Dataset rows

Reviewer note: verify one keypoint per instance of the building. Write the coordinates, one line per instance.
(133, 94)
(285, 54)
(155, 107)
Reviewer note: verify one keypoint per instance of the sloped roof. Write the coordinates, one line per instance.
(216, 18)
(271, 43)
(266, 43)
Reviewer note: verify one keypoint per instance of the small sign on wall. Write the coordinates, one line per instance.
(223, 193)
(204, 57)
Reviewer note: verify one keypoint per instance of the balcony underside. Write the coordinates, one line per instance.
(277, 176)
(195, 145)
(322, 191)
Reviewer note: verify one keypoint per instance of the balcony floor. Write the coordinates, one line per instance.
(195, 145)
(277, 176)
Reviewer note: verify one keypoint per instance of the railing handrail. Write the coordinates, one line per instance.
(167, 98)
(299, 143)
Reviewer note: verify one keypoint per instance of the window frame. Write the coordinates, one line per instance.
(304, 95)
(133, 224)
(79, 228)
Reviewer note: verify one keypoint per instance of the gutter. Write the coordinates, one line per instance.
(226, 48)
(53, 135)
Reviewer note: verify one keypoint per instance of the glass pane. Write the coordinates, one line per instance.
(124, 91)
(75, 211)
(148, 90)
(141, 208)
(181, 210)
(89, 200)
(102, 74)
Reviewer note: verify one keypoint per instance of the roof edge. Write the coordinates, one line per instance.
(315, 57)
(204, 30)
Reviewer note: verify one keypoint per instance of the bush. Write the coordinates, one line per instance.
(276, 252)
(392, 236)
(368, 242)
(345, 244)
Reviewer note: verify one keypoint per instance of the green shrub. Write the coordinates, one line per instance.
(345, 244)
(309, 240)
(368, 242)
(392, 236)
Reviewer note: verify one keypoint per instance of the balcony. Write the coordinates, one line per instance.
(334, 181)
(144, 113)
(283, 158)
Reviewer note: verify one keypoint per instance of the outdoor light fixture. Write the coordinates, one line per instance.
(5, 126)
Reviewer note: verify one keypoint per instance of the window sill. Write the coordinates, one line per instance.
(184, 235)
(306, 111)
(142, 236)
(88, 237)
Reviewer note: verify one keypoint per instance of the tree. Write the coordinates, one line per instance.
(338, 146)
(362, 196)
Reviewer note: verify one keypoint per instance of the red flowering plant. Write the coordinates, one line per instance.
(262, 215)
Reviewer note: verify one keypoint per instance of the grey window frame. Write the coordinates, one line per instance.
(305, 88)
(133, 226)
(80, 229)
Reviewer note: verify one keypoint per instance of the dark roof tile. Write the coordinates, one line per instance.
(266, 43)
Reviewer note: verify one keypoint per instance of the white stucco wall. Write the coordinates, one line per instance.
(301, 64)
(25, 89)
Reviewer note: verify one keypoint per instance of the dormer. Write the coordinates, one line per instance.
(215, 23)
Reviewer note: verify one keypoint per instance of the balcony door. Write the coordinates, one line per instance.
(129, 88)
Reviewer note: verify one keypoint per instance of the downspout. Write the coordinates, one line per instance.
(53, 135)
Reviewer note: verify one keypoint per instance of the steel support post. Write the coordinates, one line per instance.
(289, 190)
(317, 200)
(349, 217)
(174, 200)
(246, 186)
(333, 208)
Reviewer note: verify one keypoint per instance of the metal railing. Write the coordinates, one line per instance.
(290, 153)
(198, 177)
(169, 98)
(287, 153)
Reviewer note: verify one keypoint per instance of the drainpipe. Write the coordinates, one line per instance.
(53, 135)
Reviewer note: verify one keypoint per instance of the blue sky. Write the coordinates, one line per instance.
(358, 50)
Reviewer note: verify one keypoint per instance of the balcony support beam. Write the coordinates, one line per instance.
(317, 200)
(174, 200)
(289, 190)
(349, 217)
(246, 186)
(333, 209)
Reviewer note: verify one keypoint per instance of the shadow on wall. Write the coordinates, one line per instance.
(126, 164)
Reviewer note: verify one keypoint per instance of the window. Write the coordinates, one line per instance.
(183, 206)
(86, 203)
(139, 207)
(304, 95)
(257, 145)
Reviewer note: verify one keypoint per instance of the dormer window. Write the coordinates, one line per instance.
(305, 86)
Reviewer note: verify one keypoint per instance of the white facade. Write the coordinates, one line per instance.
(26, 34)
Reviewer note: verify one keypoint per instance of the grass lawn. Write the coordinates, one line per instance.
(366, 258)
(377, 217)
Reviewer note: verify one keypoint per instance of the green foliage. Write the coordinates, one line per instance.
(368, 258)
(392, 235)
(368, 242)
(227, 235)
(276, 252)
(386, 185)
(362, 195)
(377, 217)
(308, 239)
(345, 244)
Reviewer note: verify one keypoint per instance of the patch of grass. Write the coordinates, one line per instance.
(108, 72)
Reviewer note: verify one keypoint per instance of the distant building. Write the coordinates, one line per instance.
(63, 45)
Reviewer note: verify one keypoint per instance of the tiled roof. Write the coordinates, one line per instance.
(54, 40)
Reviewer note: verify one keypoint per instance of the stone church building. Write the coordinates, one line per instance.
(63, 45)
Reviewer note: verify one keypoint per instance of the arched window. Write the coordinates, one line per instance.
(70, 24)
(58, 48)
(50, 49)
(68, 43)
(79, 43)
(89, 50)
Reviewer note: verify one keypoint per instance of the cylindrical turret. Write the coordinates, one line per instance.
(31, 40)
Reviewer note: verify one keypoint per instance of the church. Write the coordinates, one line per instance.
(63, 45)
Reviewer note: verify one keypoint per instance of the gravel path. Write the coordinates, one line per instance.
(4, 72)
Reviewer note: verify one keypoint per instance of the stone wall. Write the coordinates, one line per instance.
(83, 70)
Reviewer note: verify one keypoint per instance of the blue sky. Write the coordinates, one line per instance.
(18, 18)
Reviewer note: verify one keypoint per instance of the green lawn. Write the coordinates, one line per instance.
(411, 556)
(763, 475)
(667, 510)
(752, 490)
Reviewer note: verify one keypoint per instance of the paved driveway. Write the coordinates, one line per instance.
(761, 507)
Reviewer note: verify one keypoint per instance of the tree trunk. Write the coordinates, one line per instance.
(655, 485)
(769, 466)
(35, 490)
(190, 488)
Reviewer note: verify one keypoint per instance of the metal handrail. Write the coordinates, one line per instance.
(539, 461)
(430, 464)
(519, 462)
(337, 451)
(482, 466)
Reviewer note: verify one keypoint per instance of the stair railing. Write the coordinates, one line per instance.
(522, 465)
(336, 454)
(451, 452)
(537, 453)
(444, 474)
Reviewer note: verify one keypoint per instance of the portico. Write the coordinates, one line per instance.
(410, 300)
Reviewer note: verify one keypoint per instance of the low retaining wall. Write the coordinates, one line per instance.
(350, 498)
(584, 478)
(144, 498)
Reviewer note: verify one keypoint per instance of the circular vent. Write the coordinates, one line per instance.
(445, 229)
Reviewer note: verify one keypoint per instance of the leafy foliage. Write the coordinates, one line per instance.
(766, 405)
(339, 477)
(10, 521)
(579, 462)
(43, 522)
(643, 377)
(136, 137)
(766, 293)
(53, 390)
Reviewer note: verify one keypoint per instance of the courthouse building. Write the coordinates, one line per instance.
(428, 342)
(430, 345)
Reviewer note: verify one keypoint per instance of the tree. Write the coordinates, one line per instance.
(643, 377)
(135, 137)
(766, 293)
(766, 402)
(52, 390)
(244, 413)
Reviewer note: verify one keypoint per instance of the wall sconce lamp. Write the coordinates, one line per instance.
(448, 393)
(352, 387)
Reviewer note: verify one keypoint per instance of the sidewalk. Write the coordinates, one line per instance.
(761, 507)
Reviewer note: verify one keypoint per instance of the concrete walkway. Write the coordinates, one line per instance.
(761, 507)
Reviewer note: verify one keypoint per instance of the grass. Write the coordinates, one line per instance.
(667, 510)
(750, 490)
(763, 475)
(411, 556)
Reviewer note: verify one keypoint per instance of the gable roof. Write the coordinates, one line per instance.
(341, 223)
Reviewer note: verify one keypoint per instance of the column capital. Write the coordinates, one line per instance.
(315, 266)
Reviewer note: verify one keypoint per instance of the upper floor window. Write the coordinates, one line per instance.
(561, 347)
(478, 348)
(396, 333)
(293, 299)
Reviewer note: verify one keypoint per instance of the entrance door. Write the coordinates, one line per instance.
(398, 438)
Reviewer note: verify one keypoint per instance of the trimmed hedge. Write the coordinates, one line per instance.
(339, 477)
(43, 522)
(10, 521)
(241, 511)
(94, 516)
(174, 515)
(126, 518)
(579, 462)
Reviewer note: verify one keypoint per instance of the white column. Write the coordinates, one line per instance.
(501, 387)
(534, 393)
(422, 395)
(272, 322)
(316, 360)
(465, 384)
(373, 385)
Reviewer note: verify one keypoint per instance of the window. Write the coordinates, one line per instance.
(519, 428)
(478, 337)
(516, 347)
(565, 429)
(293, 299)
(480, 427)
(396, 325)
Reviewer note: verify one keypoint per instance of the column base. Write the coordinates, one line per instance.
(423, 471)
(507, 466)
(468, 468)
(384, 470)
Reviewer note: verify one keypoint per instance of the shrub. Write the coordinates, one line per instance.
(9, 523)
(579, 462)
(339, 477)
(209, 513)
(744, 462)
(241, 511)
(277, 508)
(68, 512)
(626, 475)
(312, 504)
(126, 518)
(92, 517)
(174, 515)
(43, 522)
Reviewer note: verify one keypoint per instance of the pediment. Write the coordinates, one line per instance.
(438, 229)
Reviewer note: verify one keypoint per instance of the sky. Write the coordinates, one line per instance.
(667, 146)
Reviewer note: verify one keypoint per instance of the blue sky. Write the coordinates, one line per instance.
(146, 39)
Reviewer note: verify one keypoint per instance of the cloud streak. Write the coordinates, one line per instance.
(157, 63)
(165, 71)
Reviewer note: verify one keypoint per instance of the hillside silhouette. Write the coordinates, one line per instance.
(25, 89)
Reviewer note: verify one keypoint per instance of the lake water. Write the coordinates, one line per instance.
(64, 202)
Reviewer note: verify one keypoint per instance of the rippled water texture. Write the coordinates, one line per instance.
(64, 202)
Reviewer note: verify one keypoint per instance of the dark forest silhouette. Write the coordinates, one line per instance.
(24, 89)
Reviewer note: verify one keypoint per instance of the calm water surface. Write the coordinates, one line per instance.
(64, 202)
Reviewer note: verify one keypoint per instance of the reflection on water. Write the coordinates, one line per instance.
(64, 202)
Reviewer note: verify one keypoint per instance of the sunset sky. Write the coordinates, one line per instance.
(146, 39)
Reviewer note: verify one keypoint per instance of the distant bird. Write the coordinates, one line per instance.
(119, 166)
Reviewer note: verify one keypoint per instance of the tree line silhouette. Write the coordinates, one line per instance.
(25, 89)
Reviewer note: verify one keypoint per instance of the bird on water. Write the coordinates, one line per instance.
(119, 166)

WHAT IS REQUIRED -> Each line from the one containing "the dark forest" to the final line of the entries above must be returned exactly, and no other line may appear.

OUTPUT FOR THIS EXERCISE ->
Reviewer note: verify one keypoint per instance of the dark forest silhouette. Write the coordinates, one line per instance.
(24, 89)
Reviewer note: verify one keypoint per instance of the calm water surface. Write the coordinates, one line per instance.
(64, 202)
Reviewer note: verify one keypoint per instance of the reflection on water. Write the coordinates, one line per instance.
(64, 202)
Reviewer note: verify one keypoint per instance of the sunset sky. Write the coordinates, one line per instance.
(146, 39)
Reviewer note: verify one keypoint per instance of the distant bird. Write the coordinates, one line per instance.
(119, 166)
Reviewer note: verify one keypoint per instance of the tree line silhouette. Write the coordinates, one line per instance.
(25, 89)
Reviewer note: verify one keypoint per instance of the bird on water. Write the coordinates, one line per instance.
(119, 166)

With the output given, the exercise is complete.